(Instructions to follow): Output an exact reproduction of the data.

[Raw records]
#####
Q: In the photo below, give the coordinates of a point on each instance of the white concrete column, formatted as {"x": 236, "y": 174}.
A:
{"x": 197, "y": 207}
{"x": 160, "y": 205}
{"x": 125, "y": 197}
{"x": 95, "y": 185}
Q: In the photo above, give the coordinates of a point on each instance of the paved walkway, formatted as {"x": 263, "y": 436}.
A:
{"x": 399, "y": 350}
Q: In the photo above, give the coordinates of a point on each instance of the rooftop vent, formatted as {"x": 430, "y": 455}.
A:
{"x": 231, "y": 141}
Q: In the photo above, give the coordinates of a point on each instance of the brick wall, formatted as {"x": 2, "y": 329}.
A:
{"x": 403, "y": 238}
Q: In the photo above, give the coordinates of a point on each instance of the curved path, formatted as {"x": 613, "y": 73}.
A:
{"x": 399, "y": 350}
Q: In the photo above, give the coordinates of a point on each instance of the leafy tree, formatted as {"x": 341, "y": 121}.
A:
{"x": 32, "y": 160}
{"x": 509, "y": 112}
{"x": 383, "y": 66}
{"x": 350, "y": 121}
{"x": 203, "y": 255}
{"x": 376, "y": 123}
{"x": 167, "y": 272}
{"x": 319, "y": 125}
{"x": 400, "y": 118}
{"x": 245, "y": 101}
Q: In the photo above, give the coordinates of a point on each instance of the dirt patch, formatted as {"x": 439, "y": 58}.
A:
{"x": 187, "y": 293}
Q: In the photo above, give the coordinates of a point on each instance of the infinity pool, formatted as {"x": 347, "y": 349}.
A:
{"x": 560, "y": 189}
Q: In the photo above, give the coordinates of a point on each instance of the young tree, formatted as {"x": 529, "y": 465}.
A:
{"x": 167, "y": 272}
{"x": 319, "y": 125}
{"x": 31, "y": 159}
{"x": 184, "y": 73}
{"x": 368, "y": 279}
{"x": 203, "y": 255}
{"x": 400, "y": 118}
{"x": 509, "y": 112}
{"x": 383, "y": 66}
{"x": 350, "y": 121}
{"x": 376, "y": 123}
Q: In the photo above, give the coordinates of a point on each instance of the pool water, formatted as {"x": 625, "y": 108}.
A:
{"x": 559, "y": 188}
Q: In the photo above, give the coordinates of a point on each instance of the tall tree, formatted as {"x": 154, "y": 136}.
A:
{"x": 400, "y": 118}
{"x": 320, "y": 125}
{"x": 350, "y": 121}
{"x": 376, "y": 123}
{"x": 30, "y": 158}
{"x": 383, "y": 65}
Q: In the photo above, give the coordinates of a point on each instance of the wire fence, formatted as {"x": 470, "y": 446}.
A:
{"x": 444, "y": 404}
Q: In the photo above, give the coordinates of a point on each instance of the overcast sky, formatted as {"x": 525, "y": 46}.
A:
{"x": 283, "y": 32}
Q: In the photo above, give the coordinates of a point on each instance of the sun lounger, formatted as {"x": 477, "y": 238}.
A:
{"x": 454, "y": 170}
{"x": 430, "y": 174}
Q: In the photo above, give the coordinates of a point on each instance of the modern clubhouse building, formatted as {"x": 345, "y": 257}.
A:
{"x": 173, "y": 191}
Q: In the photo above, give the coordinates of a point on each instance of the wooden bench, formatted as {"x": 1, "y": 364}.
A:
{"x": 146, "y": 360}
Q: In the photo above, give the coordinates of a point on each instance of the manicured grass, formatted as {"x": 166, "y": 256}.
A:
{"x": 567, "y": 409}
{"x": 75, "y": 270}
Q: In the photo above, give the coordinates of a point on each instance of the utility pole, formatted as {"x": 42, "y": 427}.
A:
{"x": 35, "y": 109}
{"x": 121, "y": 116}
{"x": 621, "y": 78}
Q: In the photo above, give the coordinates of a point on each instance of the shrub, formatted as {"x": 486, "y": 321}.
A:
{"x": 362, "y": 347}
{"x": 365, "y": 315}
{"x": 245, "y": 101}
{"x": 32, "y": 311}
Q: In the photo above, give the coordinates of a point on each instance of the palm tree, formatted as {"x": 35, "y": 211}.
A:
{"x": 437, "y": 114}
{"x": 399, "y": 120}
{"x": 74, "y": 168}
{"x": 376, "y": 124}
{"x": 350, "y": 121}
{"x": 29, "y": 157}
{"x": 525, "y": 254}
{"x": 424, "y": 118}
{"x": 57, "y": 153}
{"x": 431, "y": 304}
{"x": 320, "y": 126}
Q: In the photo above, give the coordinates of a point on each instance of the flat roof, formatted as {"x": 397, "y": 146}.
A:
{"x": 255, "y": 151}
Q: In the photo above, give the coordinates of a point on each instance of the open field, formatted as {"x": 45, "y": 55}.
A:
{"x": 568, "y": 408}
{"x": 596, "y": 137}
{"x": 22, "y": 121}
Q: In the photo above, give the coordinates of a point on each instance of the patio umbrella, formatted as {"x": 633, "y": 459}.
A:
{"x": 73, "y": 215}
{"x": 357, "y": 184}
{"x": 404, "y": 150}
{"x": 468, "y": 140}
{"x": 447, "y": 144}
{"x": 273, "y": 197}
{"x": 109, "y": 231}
#####
(Expected output):
Q: In the photo below, give the coordinates of a point on each instance of the white concrete column, formatted as {"x": 236, "y": 174}.
A:
{"x": 197, "y": 207}
{"x": 160, "y": 205}
{"x": 125, "y": 197}
{"x": 95, "y": 185}
Q: In the photo above, give the coordinates of a point on each instance of the paved walkway, formatted as {"x": 263, "y": 436}.
A:
{"x": 399, "y": 350}
Q: In the photo above, give the coordinates of a point on each instance of the rooftop vent, formatted as {"x": 430, "y": 455}.
A:
{"x": 231, "y": 141}
Q: In the photo above, give the coordinates of a point on each instance of the brick wall, formatted as {"x": 2, "y": 329}.
A:
{"x": 403, "y": 238}
Q: In the photo above, give the coordinates of a point on each instance of the curved path, formatted as {"x": 613, "y": 73}.
A:
{"x": 399, "y": 350}
Q: In the photo above, give the coordinates of a point on each instance of the leafy tree, formatted as {"x": 341, "y": 121}.
A:
{"x": 32, "y": 160}
{"x": 509, "y": 112}
{"x": 383, "y": 66}
{"x": 350, "y": 121}
{"x": 203, "y": 255}
{"x": 376, "y": 123}
{"x": 167, "y": 272}
{"x": 319, "y": 125}
{"x": 400, "y": 118}
{"x": 245, "y": 101}
Q: In the photo above, give the coordinates of a point on each instance of the dirt patch, formatted as {"x": 439, "y": 58}.
A:
{"x": 187, "y": 293}
Q: In the photo above, give the coordinates of a point on each instance of the infinity pool, formatted as {"x": 347, "y": 349}.
A:
{"x": 560, "y": 189}
Q: In the photo above, give the coordinates of a point on each instance of the young tree, formatted as {"x": 529, "y": 465}.
A:
{"x": 167, "y": 272}
{"x": 319, "y": 125}
{"x": 31, "y": 159}
{"x": 184, "y": 73}
{"x": 368, "y": 279}
{"x": 203, "y": 255}
{"x": 400, "y": 118}
{"x": 509, "y": 112}
{"x": 383, "y": 66}
{"x": 350, "y": 121}
{"x": 376, "y": 123}
Q: In the photo above, give the coordinates of a point on each instance of the pool water, formatted as {"x": 625, "y": 108}.
A:
{"x": 559, "y": 188}
Q: In the photo above, give the coordinates of a point on each instance of the tall tree, formatted as {"x": 154, "y": 136}.
A:
{"x": 400, "y": 118}
{"x": 320, "y": 125}
{"x": 350, "y": 121}
{"x": 376, "y": 123}
{"x": 30, "y": 158}
{"x": 383, "y": 65}
Q: In the photo above, give the coordinates of a point on each instance of the wire fence, formatted as {"x": 470, "y": 446}.
A:
{"x": 444, "y": 404}
Q: In the photo above, give the coordinates of a point on each instance of the overcast sky, formatted as {"x": 525, "y": 46}.
A:
{"x": 283, "y": 32}
Q: In the photo above, give the coordinates of a point on each instance of the sun lounger, formatted as {"x": 477, "y": 238}.
A:
{"x": 454, "y": 170}
{"x": 430, "y": 174}
Q: In the photo above, give the coordinates of a point on each instance of the modern clubhouse building, formatted as {"x": 345, "y": 257}.
A:
{"x": 173, "y": 191}
Q: In the photo above, give the coordinates of a point on each instance of the wooden bench, formatted as {"x": 1, "y": 364}.
A:
{"x": 146, "y": 360}
Q: In the photo above, give the coordinates of a point on each instance of the manicured grass, formatted as {"x": 166, "y": 256}.
A:
{"x": 567, "y": 409}
{"x": 75, "y": 270}
Q: In the photo above, give the coordinates of a point on each instance of the utility pole, formatted as {"x": 42, "y": 427}.
A:
{"x": 35, "y": 109}
{"x": 121, "y": 116}
{"x": 621, "y": 78}
Q: In the photo above, give the coordinates of a point on each instance of the shrub, formatted as {"x": 486, "y": 321}.
A:
{"x": 362, "y": 347}
{"x": 365, "y": 315}
{"x": 245, "y": 101}
{"x": 32, "y": 311}
Q: In the photo above, give the coordinates of a point on each instance of the palm tree, formatted as {"x": 35, "y": 211}.
A:
{"x": 437, "y": 114}
{"x": 399, "y": 120}
{"x": 74, "y": 168}
{"x": 376, "y": 124}
{"x": 350, "y": 121}
{"x": 29, "y": 157}
{"x": 525, "y": 254}
{"x": 424, "y": 118}
{"x": 57, "y": 153}
{"x": 431, "y": 304}
{"x": 320, "y": 126}
Q: In the photo above, give the coordinates of a point on each instance of the flat roof, formatted as {"x": 397, "y": 146}.
A:
{"x": 255, "y": 151}
Q: In the photo above, give the coordinates of a point on each instance of the open field, formatted as {"x": 45, "y": 55}.
A:
{"x": 568, "y": 408}
{"x": 596, "y": 137}
{"x": 22, "y": 121}
Q: In the photo above, give the coordinates of a point on each instance of the patio umbrella, formatted as {"x": 633, "y": 459}.
A:
{"x": 73, "y": 215}
{"x": 357, "y": 184}
{"x": 404, "y": 150}
{"x": 468, "y": 140}
{"x": 447, "y": 144}
{"x": 273, "y": 197}
{"x": 109, "y": 231}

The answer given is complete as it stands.